start Source passage
“They don’t want to hear these stories, it doesn’t suit their narrative.”


On Wednesday, I had the pleasure of meeting with Dr. Ali Haidar today, in the course interviewing. Trained as an eye doctor, Dr. Haidar became Syria’s Reconciliation Minister when the Ministry was formed 2 years ago.
Before we officially began he asked about my necklace. “Is this the map of Palestine?” Yes (well, he knew, but was politely asking). “You know, for us, Palestine is a part of Syria,” he said, a comment I’ve heard from many other Syrians, also from Palestinians.
Later, driving back through a Damascus area, S pointed out the neighbourhood nearby where President Assad lives. The street is blocked off but otherwise it is a completely normal area. “He lives in an apartment, not a house,” S said. I ask if he’s got a bunker or something. “He lives with other families in the building, like anyone else. Sometimes he walks to work.”
S mentioned a pro-Assad demonstration in early 2012, in Umayyad Square. “He came walking to the demo with his wife and kids,” S said.

Arriving in the central Damascus neighbourhood where S lives, we somehow get to talking about the diversity and non-sectarian nature of the area, as in most of Syria (minus the freedom-loving ISIS and Nusra imposing their version of Islam on Syrian in areas like Raqqa…).
“In our apartment building one floor is Shia, another is Christian, another in Sunni,” says S.
*****
As part of an article I’m writing on Syria’s rugby team, this morning I joined the team for their Friday morning training at the Fayha stadium in Damascus. The team trains for a few hours in the growing morning heat, with a backdrop of Qasioun mountain, on a near-perfect pitch (at one end, a blackened hole marks where a mortar landed, one of over 150 mortars fired on Damascus on June 3, when revolution-bringing armed groups rained mortars on civilian areas in an attempt to disrupt voting.).
end Source passage
**Requests**.
a. Decide whether each statement agrees with the Damascus notes. Answer yes or no for each, and quote the deciding words. (i) Dr. Haidar was trained as an eye doctor. (ii) According to S, President Assad lives in a house. (iii) The rugby team trains on Friday mornings at the Fayha stadium.
b. Summarize the Damascus notes in two sentences.
c. Write what comes next in the Damascus notes, starting after the passage about the rugby pitch.
The listing that comes next is material apart from the Damascus notes.
start Dataset section
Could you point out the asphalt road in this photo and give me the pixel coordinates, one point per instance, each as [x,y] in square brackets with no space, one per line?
end Dataset section
**Answers to the problems**.
a.
(i) Yes: "Trained as an eye doctor"
(ii) No: "He lives in an apartment, not a house"
(iii) Yes: "I joined the team for their Friday morning training at the Fayha stadium in Damascus"

b. The writer met Dr. Ali Haidar, an eye doctor who became Syria's Reconciliation Minister when the Ministry was formed two years before, and afterward heard from S that President Assad lives in an apartment in an otherwise normal Damascus area and sometimes walks to work. For an article on Syria's rugby team, the writer also joined the team's Friday morning training at the Fayha stadium in Damascus, where a blackened hole at one end of the pitch marks where a mortar landed.

c.
A Syrian army plane flies over, reminding me that I’m in Syria where the army is fighting against a manufactured war and foreign terrorists. The players, some of them doctors, others students, one an architect…are playing rugby because they love the sport and also because they want to represent Syria in a different way than normally portrayed in corporate media.
One of the doctors says for him its the fitness, but also to relieve stress. From Homs, his house destroyed, his parents killed by a sniper, he knows stress.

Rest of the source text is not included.